## Tasks to perform:
(1) In the court opinion excerpt on remedies for the Atlanta Area Directorship dispute, which job is said not to be an adequate substitute for that position?
(2) Extend the court opinion excerpt on the Atlanta Area Directorship dispute, picking up after its final sentence.

+++ Document excerpt +++

5. The traditional remedies otherwise available under the principles of equitable restitution in the employment relationship, viz., reinstatement with backpay, are inappropriate and inadequate here. They are inappropriate because plaintiff neither seeks an order requiring his appointment to the disputed Atlanta Area Directorship, nor needs such an order to protect his principal interest: availability of the Atlanta position for him to fill if he can prevail on the merits either before the agency or this Court. The traditional remedies are inadequate here because what plaintiff needs to protect his interest pending resolution of the merits of his claim is the continuation of a permanent vacancy[5] in the Atlanta Area Directorship. Payment to him of backpay if he prevails and the awarding to him of a permanent GS-14 position with or without an appointment to an Area Directorship in some other part of these 50 United States is simply an inadequate remedy for the loss of the Atlanta position to an incumbent, permanent appointee. What plaintiff believes he was unlawfully denied is the Atlanta Area Directorship; the Salt Lake City job is not an adequate substitute therefor.

+++ Collected data +++

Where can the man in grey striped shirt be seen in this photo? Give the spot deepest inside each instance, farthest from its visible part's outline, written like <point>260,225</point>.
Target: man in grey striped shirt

+++

## Results:
(1) The Salt Lake City job.

(2)
*794 6. If plaintiff can prove the allegations contained in his complaint (and there was at least some indication that he could at the hearing on the preliminary injunction),[6] he will have met the burden of proof established in Green v. McDonnell-Douglas Corp., 411 U.S. 792, 93 S. Ct. 1817, 36 L. Ed. 2d 668 (1973); there exists, therefore, a substantial likelihood that he will prevail on the merits.
7. This Court is persuaded of the correctness of its foregoing conclusion by the decision of the United States Court of Appeals for the Fifth Circuit in Drew v. Liberty Mutual Ins. Co., 480 F.2d 69 (1973), cert. denied 417 U.S. 935, 94 S. Ct. 2650, 41 L. Ed. 2d 239 (1974), quoting with approval from Note, Developments in the Law Employment Discrimination in Title VII . . ., 84 Harv.L.Rev. 1109, 1257 (1971), and citing Jones v. Alfred Mayer Co., 392 U.S. 409, 88 S. Ct. 2186, 20 L. Ed. 2d 1189 (1968), and Gomez v. Florida State Employment Service, 417 F.2d 569 (5th Cir. 1969).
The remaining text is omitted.